--- Given exercise ---
Print the listing below in its entirety, character for character.

--- Record set ---
-- -- --
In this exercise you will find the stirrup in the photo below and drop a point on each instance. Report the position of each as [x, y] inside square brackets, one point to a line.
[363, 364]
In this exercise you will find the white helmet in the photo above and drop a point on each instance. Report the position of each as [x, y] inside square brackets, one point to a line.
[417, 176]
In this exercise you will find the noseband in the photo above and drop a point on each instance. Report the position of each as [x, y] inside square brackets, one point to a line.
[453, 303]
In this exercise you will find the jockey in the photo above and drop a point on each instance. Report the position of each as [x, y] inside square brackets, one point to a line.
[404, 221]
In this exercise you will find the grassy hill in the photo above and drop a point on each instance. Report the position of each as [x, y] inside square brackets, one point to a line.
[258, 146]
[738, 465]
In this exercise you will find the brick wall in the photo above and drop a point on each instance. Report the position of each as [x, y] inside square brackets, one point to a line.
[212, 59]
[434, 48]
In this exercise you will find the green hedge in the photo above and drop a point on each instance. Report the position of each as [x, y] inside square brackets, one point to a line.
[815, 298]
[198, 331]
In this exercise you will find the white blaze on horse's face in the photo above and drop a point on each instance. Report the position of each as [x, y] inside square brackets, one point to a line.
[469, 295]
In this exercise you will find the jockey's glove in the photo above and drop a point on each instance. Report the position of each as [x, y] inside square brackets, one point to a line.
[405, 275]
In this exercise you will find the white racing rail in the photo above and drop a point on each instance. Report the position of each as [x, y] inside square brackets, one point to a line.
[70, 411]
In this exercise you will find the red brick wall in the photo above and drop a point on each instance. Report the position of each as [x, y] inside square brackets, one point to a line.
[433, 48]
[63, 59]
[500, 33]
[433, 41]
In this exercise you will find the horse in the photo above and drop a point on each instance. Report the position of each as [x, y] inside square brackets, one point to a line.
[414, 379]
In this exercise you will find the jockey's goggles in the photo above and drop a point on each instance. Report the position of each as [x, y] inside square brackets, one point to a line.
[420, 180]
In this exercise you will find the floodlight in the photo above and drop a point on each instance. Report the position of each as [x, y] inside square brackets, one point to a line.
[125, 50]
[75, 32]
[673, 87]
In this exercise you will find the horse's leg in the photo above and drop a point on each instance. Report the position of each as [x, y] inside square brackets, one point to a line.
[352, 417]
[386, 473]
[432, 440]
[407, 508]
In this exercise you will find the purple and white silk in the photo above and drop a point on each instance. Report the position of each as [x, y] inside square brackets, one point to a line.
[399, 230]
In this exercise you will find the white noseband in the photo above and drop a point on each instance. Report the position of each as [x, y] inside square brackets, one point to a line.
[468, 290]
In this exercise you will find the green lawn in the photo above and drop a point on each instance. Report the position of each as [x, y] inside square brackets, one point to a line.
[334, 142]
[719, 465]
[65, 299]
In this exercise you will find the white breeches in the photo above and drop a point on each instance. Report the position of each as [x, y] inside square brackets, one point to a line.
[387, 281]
-- -- --
--- Answer for the task ---
In this exercise you will find the stirrup in the photo below and drop a point on each instance. Report the position of each as [x, y] inside square brackets, one point to a line.
[363, 364]
In this exercise you will find the white helmet in the photo above and drop a point on each instance. Report the position of each as [x, y] inside square brackets, one point to a line.
[417, 176]
In this exercise you will find the noseband in the photo above and drop a point on each instance. Report the position of each as [x, y] inside square brackets, one point to a line.
[453, 303]
In this exercise you will find the jockey in the photo above and drop a point on each instance. Report the position of each as [x, y] inside square brackets, one point to a line.
[404, 221]
In this exercise you will find the grassy hill in the photo above and drop a point on each instance. Report the position of each as [x, y] inside square brackets, one point to a line.
[258, 146]
[738, 465]
In this exercise you will find the brick wall in the photo above and drop a point on each instance. Report the position of each as [x, y] inside square brackets, one point to a line.
[212, 59]
[434, 48]
In this exercise you will find the green hedge in the photo above and drop a point on each instance. Report the position of each as [x, y] inside square brackets, one point to a line.
[815, 298]
[198, 331]
In this exercise you will find the white blaze on horse's face in the photo above and drop a point on each instance. Report the position of each as [x, y] inside square brackets, one point to a line.
[469, 295]
In this exercise you will find the jockey's glove in the photo above and drop a point on each instance. Report the position of each as [x, y] inside square brackets, one point to a line.
[405, 275]
In this exercise you will find the white racing rail in the photo above and drop a point on each instance. Report the position of each as [x, y] inside square brackets, one point to a line.
[70, 411]
In this exercise you will find the red brick wall in the photo above and drop a point on each instance. Report the position of each as [x, y] inside square brackets, one point to a line.
[433, 48]
[63, 59]
[500, 33]
[433, 41]
In this exercise you will find the horse in the photo above and drop a point on each instance. Report the position of each as [x, y] inside square brackets, one point to a line.
[414, 379]
In this exercise you will find the jockey's goggles in the photo above and drop a point on each instance. Report the position of each as [x, y] inside square brackets, one point to a line.
[420, 180]
In this exercise you will find the floodlight in the photo above and drop a point on each instance. Report the position of each as [x, y] inside square brackets, one point to a line.
[125, 50]
[75, 32]
[673, 87]
In this exercise you will find the horse's leg in the photo above and drop a point on each instance. Report the position of each as [x, y] inside square brackets, one point to a line.
[352, 417]
[386, 473]
[432, 440]
[407, 508]
In this exercise you will find the purple and white silk in the photo above and drop a point on each instance. Report the position of each as [x, y] inside square brackets, one point to a line.
[399, 230]
In this exercise you will find the white noseband in the photo above and drop a point on each instance. Report the position of each as [x, y] inside square brackets, one point to a line.
[468, 290]
In this exercise you will find the green lawn in the photo above and drop a point on each instance. Report the position of each as [x, y] inside square brackets, one point to a line.
[334, 142]
[719, 465]
[65, 299]
In this exercise you will find the white breeches in the photo above and drop a point on each instance. Report the position of each as [x, y] inside square brackets, one point to a line.
[387, 281]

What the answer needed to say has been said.